===== Source document

On certification to the Superior Court, Appellate Division.
SYLLABUS (This syllabus is not part of the opinion of the Court. It has been prepared by the Office of the Clerk for the convenience of the reader. It has been neither reviewed nor approved by the Supreme Court. Please note that, in the interests of brevity, portions of any opinion may not have been summarized).
The opinion of the court was delivered by: Justice Long
Hopewell Valley Citizens' Group, Inc. v. Berwind Property Group Development Co.
LONG, J., writing for the Court.
The issue in this appeal is whether plaintiff is entitled, in the "interest of justice," to an enlargement of time under Rule 4:69-6(c) within which to file an appeal from preliminary site plan approvals, and, hence, to an adjudication of the merits of its claim.

==========

Directive 1. For each statement below, say yes or no to whether it agrees with the court opinion excerpt above, and quote the words from the excerpt that settle it. (a) The Supreme Court reviewed and approved the syllabus. (b) Justice Long delivered the opinion of the court. (c) The appeal concerns final site plan approvals.
Directive 2. Carry on the Hopewell Valley court opinion excerpt from the point where it stops.

===== Extracted records

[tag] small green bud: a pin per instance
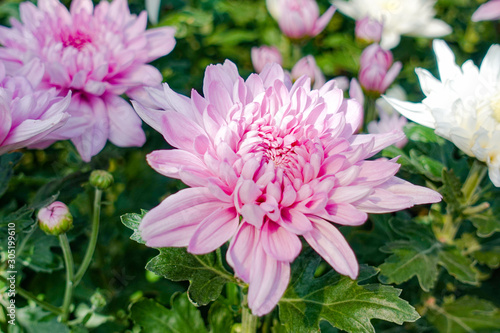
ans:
(101, 179)
(55, 219)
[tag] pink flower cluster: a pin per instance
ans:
(268, 163)
(28, 114)
(97, 54)
(377, 70)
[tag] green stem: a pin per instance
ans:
(370, 112)
(248, 321)
(93, 238)
(450, 228)
(476, 175)
(70, 270)
(29, 296)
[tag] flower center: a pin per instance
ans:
(279, 150)
(77, 40)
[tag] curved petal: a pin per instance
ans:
(174, 221)
(241, 250)
(268, 281)
(280, 243)
(125, 127)
(332, 246)
(214, 230)
(416, 112)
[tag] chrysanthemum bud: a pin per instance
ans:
(55, 219)
(101, 179)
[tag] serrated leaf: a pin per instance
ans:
(487, 224)
(36, 320)
(410, 259)
(220, 317)
(154, 317)
(467, 314)
(7, 163)
(338, 300)
(458, 265)
(132, 221)
(419, 254)
(205, 273)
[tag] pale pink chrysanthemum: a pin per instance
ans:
(98, 54)
(28, 114)
(268, 162)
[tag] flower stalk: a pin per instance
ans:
(93, 237)
(249, 322)
(29, 296)
(68, 261)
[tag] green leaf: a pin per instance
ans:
(410, 259)
(486, 223)
(420, 133)
(36, 320)
(338, 300)
(467, 314)
(37, 253)
(416, 256)
(154, 317)
(220, 317)
(419, 255)
(7, 163)
(458, 265)
(132, 221)
(205, 273)
(452, 191)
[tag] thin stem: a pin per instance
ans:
(248, 321)
(370, 112)
(93, 238)
(476, 175)
(70, 270)
(29, 296)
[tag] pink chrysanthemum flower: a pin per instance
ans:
(28, 114)
(268, 162)
(98, 54)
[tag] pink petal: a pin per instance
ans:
(81, 5)
(214, 230)
(241, 250)
(268, 281)
(174, 221)
(179, 130)
(125, 127)
(332, 246)
(170, 162)
(345, 214)
(93, 140)
(279, 243)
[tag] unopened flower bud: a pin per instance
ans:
(55, 219)
(101, 179)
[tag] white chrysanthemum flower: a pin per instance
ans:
(399, 17)
(464, 107)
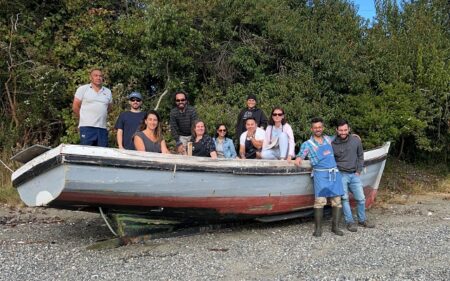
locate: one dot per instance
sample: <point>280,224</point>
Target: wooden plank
<point>30,153</point>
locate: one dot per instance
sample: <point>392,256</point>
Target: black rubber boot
<point>335,217</point>
<point>318,215</point>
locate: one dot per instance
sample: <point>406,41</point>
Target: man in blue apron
<point>326,177</point>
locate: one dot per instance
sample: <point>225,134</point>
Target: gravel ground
<point>410,242</point>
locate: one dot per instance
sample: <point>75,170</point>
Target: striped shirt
<point>181,122</point>
<point>307,149</point>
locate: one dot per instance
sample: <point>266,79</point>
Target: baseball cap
<point>251,97</point>
<point>135,95</point>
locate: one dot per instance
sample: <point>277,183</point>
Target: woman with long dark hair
<point>279,140</point>
<point>149,138</point>
<point>224,145</point>
<point>202,144</point>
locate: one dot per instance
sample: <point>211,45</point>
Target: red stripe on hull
<point>263,205</point>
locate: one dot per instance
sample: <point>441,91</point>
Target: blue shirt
<point>228,148</point>
<point>129,122</point>
<point>307,149</point>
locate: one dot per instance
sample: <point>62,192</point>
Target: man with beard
<point>91,105</point>
<point>326,177</point>
<point>128,122</point>
<point>349,155</point>
<point>250,111</point>
<point>182,117</point>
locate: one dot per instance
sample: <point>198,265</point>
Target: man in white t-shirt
<point>91,105</point>
<point>250,142</point>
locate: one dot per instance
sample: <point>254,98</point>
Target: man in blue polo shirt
<point>326,177</point>
<point>91,105</point>
<point>128,122</point>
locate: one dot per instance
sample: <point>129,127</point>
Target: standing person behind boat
<point>349,155</point>
<point>251,111</point>
<point>202,144</point>
<point>326,177</point>
<point>182,117</point>
<point>149,138</point>
<point>91,105</point>
<point>279,140</point>
<point>224,145</point>
<point>251,140</point>
<point>128,122</point>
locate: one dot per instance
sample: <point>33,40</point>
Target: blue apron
<point>327,179</point>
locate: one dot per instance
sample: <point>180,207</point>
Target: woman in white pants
<point>279,140</point>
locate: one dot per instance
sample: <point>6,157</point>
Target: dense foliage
<point>389,77</point>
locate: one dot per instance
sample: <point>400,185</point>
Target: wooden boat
<point>175,186</point>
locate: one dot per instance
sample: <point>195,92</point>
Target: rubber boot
<point>335,217</point>
<point>318,215</point>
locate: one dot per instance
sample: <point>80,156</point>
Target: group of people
<point>337,161</point>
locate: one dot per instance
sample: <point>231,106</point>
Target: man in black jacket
<point>182,118</point>
<point>250,111</point>
<point>349,156</point>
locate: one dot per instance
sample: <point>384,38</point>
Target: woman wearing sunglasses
<point>279,140</point>
<point>149,138</point>
<point>224,145</point>
<point>202,144</point>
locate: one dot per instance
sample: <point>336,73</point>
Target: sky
<point>366,8</point>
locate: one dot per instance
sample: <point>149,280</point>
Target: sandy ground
<point>411,241</point>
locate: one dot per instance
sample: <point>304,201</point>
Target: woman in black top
<point>149,138</point>
<point>202,144</point>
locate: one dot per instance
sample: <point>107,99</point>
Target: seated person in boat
<point>250,142</point>
<point>224,145</point>
<point>149,138</point>
<point>279,140</point>
<point>202,144</point>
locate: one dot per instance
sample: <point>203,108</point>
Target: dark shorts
<point>93,136</point>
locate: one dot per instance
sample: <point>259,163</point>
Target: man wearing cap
<point>128,122</point>
<point>182,116</point>
<point>327,180</point>
<point>91,105</point>
<point>349,155</point>
<point>250,111</point>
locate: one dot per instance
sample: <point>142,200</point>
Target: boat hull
<point>174,186</point>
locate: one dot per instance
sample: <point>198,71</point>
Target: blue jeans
<point>352,183</point>
<point>278,152</point>
<point>93,136</point>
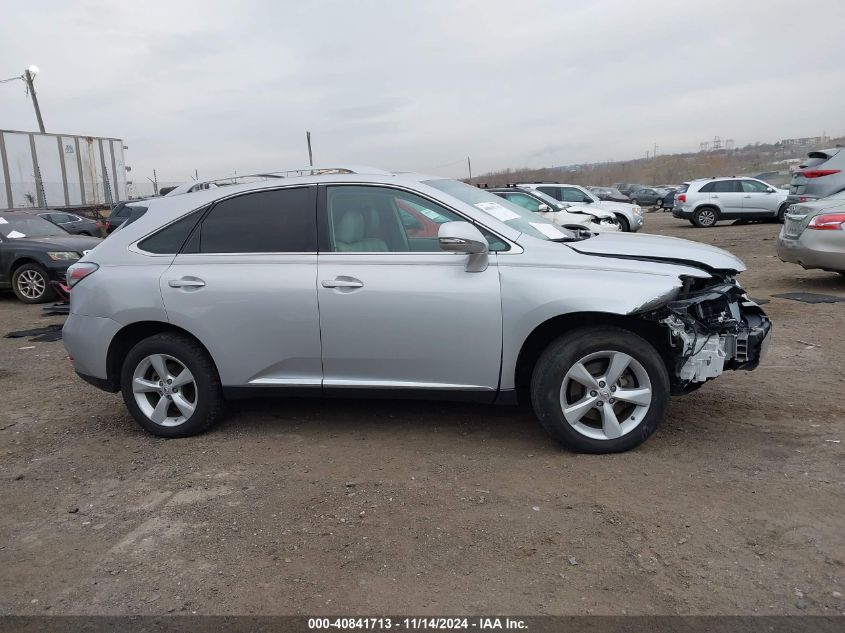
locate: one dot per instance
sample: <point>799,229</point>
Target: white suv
<point>706,201</point>
<point>630,216</point>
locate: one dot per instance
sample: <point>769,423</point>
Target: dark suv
<point>34,252</point>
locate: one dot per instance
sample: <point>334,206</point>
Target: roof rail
<point>286,173</point>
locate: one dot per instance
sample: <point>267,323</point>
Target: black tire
<point>26,282</point>
<point>207,390</point>
<point>705,217</point>
<point>564,353</point>
<point>624,225</point>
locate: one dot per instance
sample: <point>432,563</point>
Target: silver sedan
<point>813,234</point>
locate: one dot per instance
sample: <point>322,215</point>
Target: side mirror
<point>461,237</point>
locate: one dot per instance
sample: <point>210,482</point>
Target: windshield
<point>554,204</point>
<point>17,226</point>
<point>503,210</point>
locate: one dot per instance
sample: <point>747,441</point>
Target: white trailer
<point>60,171</point>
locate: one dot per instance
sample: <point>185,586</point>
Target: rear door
<point>759,199</point>
<point>245,285</point>
<point>728,195</point>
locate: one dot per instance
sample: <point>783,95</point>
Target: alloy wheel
<point>31,284</point>
<point>605,395</point>
<point>165,390</point>
<point>706,217</point>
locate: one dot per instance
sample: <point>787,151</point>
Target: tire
<point>591,348</point>
<point>189,407</point>
<point>705,217</point>
<point>32,284</point>
<point>624,225</point>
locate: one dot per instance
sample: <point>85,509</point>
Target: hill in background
<point>750,160</point>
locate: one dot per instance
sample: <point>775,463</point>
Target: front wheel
<point>170,386</point>
<point>600,390</point>
<point>704,218</point>
<point>31,284</point>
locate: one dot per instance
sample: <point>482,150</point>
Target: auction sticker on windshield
<point>497,211</point>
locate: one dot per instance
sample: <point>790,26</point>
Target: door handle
<point>186,282</point>
<point>348,282</point>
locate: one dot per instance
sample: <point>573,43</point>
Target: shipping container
<point>60,171</point>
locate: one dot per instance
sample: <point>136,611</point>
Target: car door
<point>759,199</point>
<point>729,196</point>
<point>396,312</point>
<point>245,285</point>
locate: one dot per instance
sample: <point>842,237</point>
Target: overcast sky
<point>224,86</point>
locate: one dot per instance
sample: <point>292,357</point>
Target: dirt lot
<point>736,505</point>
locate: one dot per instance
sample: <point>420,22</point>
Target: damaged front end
<point>712,326</point>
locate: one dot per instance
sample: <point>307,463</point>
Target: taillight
<point>818,173</point>
<point>80,271</point>
<point>827,222</point>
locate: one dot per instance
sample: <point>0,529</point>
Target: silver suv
<point>706,201</point>
<point>361,282</point>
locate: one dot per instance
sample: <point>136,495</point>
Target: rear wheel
<point>705,217</point>
<point>170,386</point>
<point>31,284</point>
<point>600,390</point>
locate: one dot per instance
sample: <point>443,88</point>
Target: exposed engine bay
<point>712,326</point>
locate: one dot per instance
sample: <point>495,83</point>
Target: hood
<point>610,205</point>
<point>659,248</point>
<point>78,243</point>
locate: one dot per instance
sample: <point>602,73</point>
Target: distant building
<point>809,141</point>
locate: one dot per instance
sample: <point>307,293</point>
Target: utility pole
<point>310,155</point>
<point>28,78</point>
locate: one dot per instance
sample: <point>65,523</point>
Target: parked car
<point>627,188</point>
<point>609,194</point>
<point>34,252</point>
<point>820,176</point>
<point>124,212</point>
<point>708,200</point>
<point>630,216</point>
<point>74,224</point>
<point>176,310</point>
<point>647,196</point>
<point>813,234</point>
<point>561,213</point>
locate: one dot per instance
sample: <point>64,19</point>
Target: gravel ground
<point>735,506</point>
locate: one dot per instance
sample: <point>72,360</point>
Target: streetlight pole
<point>29,77</point>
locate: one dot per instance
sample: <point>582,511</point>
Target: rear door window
<point>726,186</point>
<point>278,221</point>
<point>752,186</point>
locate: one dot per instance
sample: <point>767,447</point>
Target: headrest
<point>350,228</point>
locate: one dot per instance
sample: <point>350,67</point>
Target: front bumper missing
<point>716,331</point>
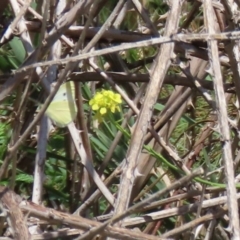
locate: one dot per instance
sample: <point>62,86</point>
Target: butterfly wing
<point>63,110</point>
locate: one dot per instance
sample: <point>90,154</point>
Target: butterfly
<point>63,110</point>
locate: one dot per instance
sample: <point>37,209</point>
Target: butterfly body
<point>63,110</point>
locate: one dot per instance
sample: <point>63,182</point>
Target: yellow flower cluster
<point>105,101</point>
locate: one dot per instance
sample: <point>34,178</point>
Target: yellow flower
<point>105,101</point>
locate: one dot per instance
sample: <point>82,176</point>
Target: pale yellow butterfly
<point>63,110</point>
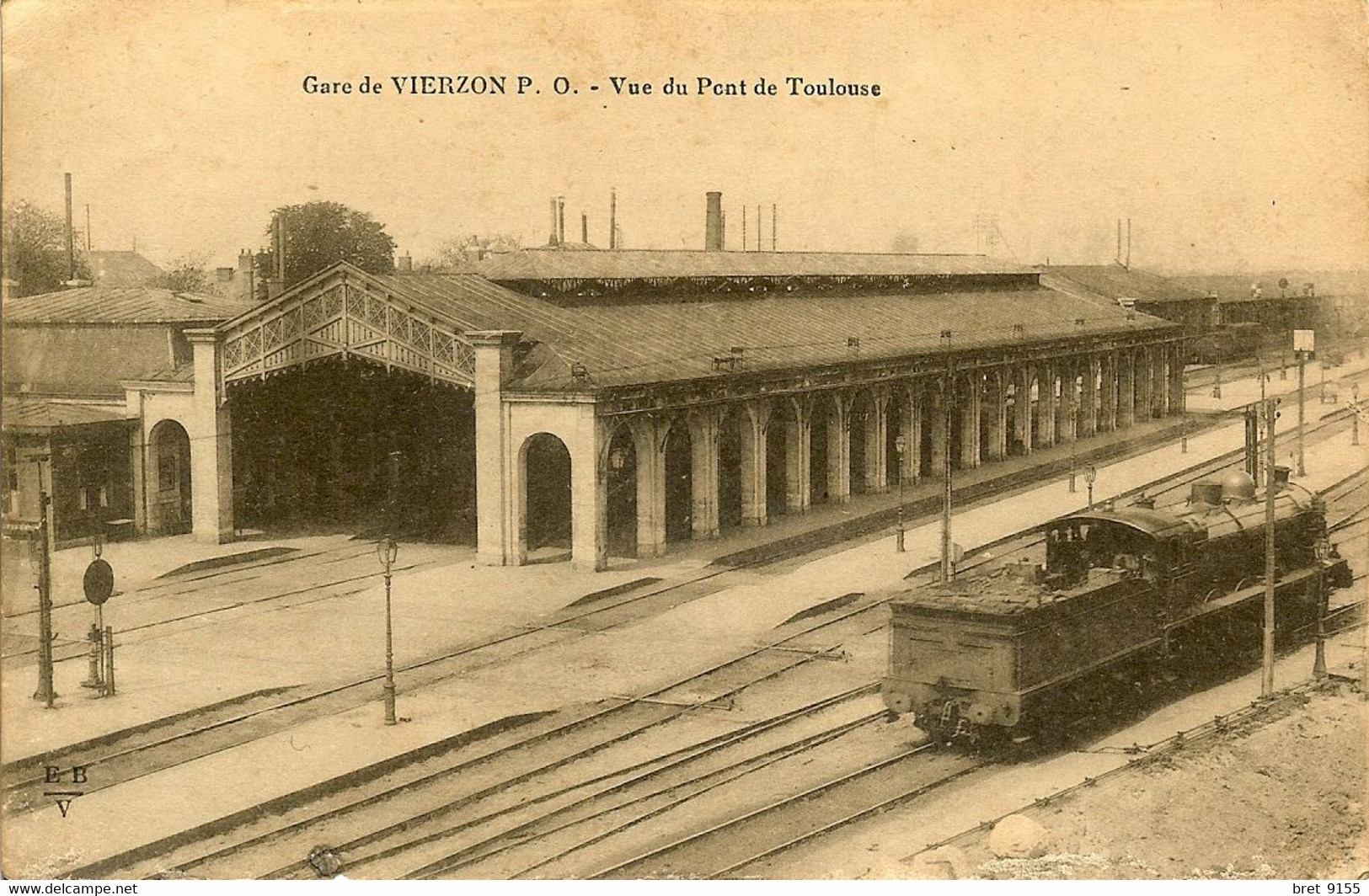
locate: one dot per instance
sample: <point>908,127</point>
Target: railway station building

==========

Written answer 1.
(a) No: "It has been neither reviewed nor approved by the Supreme Court."
(b) Yes: "The opinion of the court was delivered by: Justice Long"
(c) No: "preliminary site plan approvals"

Written answer 2.
At the heart of this matter is a 359.8 acre parcel of real property (the property) located on Carter Road, in Hopewell Township (Township). On November 15, 2006, Berwind Property Group Development Co., L.P. (BPG), the property's owner, filed an application for preliminary site plan approval that was deemed complete in late 2007. In it, BPG proposed eight buildings for the property, as well as the addition of a daycare center, parking, interior roads, and a new wastewater treatment plant. Thirteen public hearings on the application were held between January and May 2008. At those meetings, witnesses appeared and members of the public voiced their concerns over the development proposed by BPG. Among those concerns were the environmental impact of clear-cutting numerous mature trees which are habitat for endangered species; stream encroachment; and the inadequacy of waste and storm water facilities.
The Board approved the preliminary site plan on May 29, 2008. The approval was memorialized in a resolution adopted September 25, 2008. That resolution placed many conditions on the development of the property. On September 27, 2008, BPG caused a notice of the resolution to be published in The Trenton Times, a daily newspaper of general circulation. On October 1, 2008, BPG informed the Board Secretary-Administrative Officer, Joan Kiernan-O'Toole, of the publication and provided an affidavit of publication to her via e-mail. The e-mail indicated that "[t]he 45-day appeal period will run until November 11, 2008." The day after the e-mail, October 2, 2008, the Board re-published notice of the resolution, that time in The Hopewell Valley News, a weekly newspaper of general circulation.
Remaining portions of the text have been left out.